→ **Exercise task**: Substitute "most central point" for every occurrence of "innermost point" in the material below, keeping everything else the same. Leave the pictures out of your output.

→ **Stored records**:
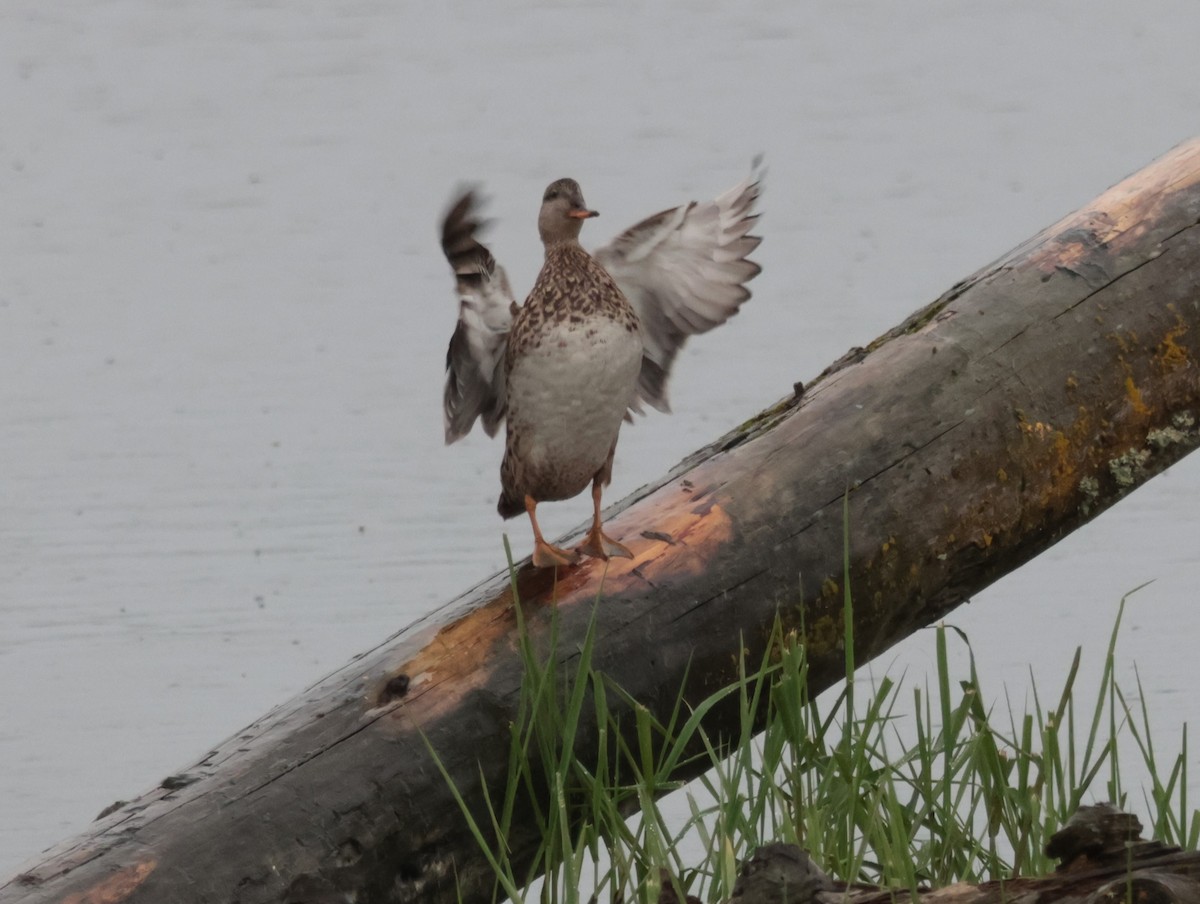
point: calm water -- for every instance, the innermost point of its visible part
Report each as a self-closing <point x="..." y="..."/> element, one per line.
<point x="223" y="313"/>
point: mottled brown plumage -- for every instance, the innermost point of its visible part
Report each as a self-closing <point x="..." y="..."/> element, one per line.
<point x="595" y="337"/>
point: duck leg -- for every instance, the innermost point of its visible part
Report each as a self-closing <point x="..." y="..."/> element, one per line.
<point x="546" y="555"/>
<point x="598" y="544"/>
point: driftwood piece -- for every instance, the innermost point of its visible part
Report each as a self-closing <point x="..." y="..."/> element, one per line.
<point x="1103" y="860"/>
<point x="1000" y="418"/>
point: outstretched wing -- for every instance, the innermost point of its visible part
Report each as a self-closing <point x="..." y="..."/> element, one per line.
<point x="475" y="358"/>
<point x="684" y="271"/>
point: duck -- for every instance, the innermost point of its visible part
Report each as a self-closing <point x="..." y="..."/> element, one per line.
<point x="593" y="343"/>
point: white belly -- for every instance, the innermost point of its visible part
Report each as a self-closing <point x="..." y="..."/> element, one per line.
<point x="565" y="402"/>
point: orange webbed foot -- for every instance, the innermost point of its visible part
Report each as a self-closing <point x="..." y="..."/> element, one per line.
<point x="546" y="555"/>
<point x="599" y="545"/>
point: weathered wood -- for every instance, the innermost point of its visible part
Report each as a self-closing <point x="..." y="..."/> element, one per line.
<point x="1007" y="413"/>
<point x="1103" y="860"/>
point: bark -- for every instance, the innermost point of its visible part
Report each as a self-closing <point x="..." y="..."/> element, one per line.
<point x="1013" y="409"/>
<point x="1103" y="860"/>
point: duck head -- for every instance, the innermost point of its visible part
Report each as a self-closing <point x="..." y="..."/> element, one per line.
<point x="563" y="213"/>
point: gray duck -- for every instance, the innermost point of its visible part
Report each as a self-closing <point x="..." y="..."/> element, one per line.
<point x="594" y="340"/>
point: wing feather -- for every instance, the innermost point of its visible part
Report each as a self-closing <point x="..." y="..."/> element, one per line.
<point x="684" y="271"/>
<point x="474" y="387"/>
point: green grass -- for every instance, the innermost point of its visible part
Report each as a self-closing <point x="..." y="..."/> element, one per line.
<point x="949" y="788"/>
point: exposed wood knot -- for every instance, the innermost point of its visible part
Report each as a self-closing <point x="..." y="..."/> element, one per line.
<point x="111" y="809"/>
<point x="1098" y="836"/>
<point x="395" y="689"/>
<point x="183" y="779"/>
<point x="661" y="536"/>
<point x="780" y="872"/>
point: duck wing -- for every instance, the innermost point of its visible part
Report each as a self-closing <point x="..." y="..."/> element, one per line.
<point x="684" y="271"/>
<point x="475" y="359"/>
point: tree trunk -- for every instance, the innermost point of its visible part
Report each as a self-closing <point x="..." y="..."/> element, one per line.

→ **Solution below**:
point: calm water -- for every instance, the most central point of its visible part
Report each as a self-closing <point x="..." y="..."/> element, one per line.
<point x="223" y="313"/>
point: mottled brown plumage -- for every instance, the most central point of its visible part
Report each as a self-closing <point x="..." y="..."/> element, one per line.
<point x="595" y="337"/>
point: duck leg -- for every instance, the most central point of its visible part
Report each as a self-closing <point x="..." y="..."/> element, one per line.
<point x="546" y="555"/>
<point x="598" y="544"/>
point: driftwood piece -- for every instance, the most central point of its visible part
Report each as a self-closing <point x="..." y="..."/> element, one per line.
<point x="1103" y="860"/>
<point x="1000" y="418"/>
point: outstretched wing -- for every instance, the most central point of its visible part
Report each as a self-closing <point x="..." y="..."/> element, one per line.
<point x="475" y="358"/>
<point x="684" y="271"/>
point: duck -- for every instance, the most central point of its visible part
Report each as a self-closing <point x="..." y="..."/> element, one per line.
<point x="593" y="343"/>
point: white belly -- for every instance, the most central point of its visible part
Report each as a self-closing <point x="..." y="..."/> element, one per line.
<point x="565" y="402"/>
point: orange webbed foot -- for every instance, the most central point of its visible part
Report each as a self-closing <point x="..." y="..."/> element, one per line.
<point x="546" y="555"/>
<point x="599" y="545"/>
point: weathered wood -- for every instance, the most central point of its visible part
Report each as a self-closing <point x="..." y="..."/> element, one per line.
<point x="1007" y="413"/>
<point x="1103" y="860"/>
point: bark -- for every instance, the most central point of its visible part
Report each as a self-closing <point x="..." y="..."/> element, one per line.
<point x="1013" y="409"/>
<point x="1103" y="860"/>
point: duck head -- for every instance, the most central point of its visible part
Report each as a self-closing <point x="..." y="..."/> element, one per line.
<point x="563" y="213"/>
point: gray duck -- for every instance, the most central point of its visible part
Report each as a self-closing <point x="..." y="..."/> element, one per line.
<point x="594" y="340"/>
point: wing feather -- for every instance, the most central point of its visible part
Report each as a self-closing <point x="..." y="..."/> element, one per line.
<point x="684" y="271"/>
<point x="474" y="387"/>
point: green grass -- for every instance, the most central point of its visible part
Report each as a self-closing <point x="..." y="..."/> element, one per line.
<point x="949" y="788"/>
point: exposed wood knot -- for every instance, the most central point of its visible part
Report each as a self-closing <point x="..." y="..."/> element, one per line.
<point x="111" y="809"/>
<point x="1098" y="836"/>
<point x="395" y="689"/>
<point x="183" y="779"/>
<point x="661" y="536"/>
<point x="780" y="872"/>
point: duck wing -- for every instance, the most central point of its visible part
Report each as a self-closing <point x="..." y="..."/> element, one per line.
<point x="684" y="271"/>
<point x="475" y="359"/>
point: tree trunk -- for every instance, the most central point of its visible part
Report each as a self-closing <point x="..." y="..."/> element, one per line.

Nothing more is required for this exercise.